Records excerpted from a collection:
· · · · ·

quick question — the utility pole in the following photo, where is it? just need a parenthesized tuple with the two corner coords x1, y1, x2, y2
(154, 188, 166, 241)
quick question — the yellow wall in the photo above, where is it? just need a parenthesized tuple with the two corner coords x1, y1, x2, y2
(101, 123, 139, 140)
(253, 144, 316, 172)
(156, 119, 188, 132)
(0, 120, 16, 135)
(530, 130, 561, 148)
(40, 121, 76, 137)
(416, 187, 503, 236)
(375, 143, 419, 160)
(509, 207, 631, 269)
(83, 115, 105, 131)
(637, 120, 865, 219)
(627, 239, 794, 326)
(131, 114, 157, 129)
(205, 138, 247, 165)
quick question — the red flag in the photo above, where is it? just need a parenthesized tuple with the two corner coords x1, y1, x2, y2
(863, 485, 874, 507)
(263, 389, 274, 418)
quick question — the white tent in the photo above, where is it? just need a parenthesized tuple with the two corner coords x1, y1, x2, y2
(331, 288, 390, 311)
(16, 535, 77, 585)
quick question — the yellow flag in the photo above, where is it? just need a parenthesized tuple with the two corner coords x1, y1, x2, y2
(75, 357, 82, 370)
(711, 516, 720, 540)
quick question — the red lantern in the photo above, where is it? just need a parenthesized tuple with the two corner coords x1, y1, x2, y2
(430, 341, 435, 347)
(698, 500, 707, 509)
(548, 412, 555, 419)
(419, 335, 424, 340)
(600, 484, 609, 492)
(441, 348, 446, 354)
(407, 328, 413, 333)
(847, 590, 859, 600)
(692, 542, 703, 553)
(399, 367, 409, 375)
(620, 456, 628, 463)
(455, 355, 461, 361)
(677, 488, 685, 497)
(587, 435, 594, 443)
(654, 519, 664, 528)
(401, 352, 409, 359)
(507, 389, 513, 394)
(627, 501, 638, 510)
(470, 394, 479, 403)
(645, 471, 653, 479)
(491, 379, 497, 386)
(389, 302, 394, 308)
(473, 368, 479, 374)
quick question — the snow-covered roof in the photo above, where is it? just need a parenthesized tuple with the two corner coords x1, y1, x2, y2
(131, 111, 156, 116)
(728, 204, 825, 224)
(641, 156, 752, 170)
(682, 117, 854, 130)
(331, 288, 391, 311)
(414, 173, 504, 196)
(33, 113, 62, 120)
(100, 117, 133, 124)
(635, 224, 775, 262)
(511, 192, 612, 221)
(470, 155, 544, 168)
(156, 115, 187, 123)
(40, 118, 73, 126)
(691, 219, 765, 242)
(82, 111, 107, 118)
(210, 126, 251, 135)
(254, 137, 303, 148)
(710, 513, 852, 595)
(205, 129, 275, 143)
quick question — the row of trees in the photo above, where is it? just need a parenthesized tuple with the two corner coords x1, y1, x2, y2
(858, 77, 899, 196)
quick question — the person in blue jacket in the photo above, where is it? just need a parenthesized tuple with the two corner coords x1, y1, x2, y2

· · · · ·

REQUIREMENT: Could you retype every line of the data exactly?

OUTPUT FOR THIS TASK:
quick question — the utility pole in the following photo, where is it? just need a parenthesized tuple with the two corner coords x1, y1, x2, y2
(154, 188, 166, 241)
quick question — the yellow wall in the photo above, where is it? just need a parenthesized tuple with the two corner coords x1, y1, x2, y2
(101, 123, 139, 140)
(253, 144, 316, 172)
(156, 119, 188, 132)
(0, 120, 16, 135)
(530, 130, 561, 148)
(40, 121, 76, 137)
(416, 187, 503, 236)
(375, 143, 419, 160)
(509, 207, 631, 269)
(83, 115, 105, 131)
(637, 120, 865, 219)
(627, 239, 794, 326)
(131, 114, 157, 129)
(205, 138, 247, 165)
quick question — the red flag in the photo above, where is it? just need a parenthesized tuple with the two corner coords x1, y1, x2, y2
(863, 485, 874, 507)
(263, 389, 274, 418)
quick question — the white tent in the photo above, where is it? just need a parenthesized tuple with the two corner coords x1, y1, x2, y2
(331, 288, 390, 311)
(16, 535, 77, 585)
quick question — the yellow flag in the photo above, where is it? just need a parenthesized tuple with the two corner coords x1, y1, x2, y2
(75, 357, 82, 370)
(711, 516, 720, 540)
quick question — the red lantern in the photo above, where is it? just need a parenthesized tuple with the two corner coords x1, y1, x2, y2
(430, 341, 435, 347)
(698, 500, 707, 509)
(548, 412, 555, 419)
(419, 335, 424, 340)
(600, 484, 609, 492)
(441, 348, 446, 354)
(407, 328, 413, 333)
(847, 590, 859, 600)
(692, 542, 703, 553)
(399, 367, 409, 375)
(620, 456, 628, 463)
(455, 355, 461, 361)
(677, 488, 685, 497)
(587, 435, 594, 443)
(654, 519, 664, 528)
(401, 352, 409, 359)
(507, 389, 513, 394)
(627, 501, 638, 510)
(470, 394, 479, 403)
(645, 471, 653, 479)
(491, 379, 497, 386)
(389, 302, 394, 308)
(473, 368, 479, 374)
quick question — the snow-covered roof in the photo above, where is it? just need a parenthesized tuple with the two corner coords x1, y1, x2, y2
(131, 111, 156, 116)
(728, 204, 825, 224)
(641, 156, 752, 170)
(682, 117, 854, 130)
(331, 288, 391, 311)
(414, 173, 504, 196)
(33, 113, 62, 120)
(100, 117, 133, 124)
(635, 224, 775, 262)
(511, 192, 612, 221)
(470, 155, 544, 168)
(156, 115, 187, 123)
(40, 118, 73, 126)
(691, 219, 765, 242)
(82, 111, 107, 118)
(210, 126, 251, 135)
(254, 137, 303, 148)
(710, 513, 852, 595)
(205, 129, 275, 143)
quick question — the row of trees in the photo above, where is it? just need a parenthesized tuple with the two corner coords x1, y1, x2, y2
(858, 77, 899, 196)
quick question — the person in blue jacket in the photo above, where is it? just need a parenthesized tuple with the two corner coords x1, y1, x2, y2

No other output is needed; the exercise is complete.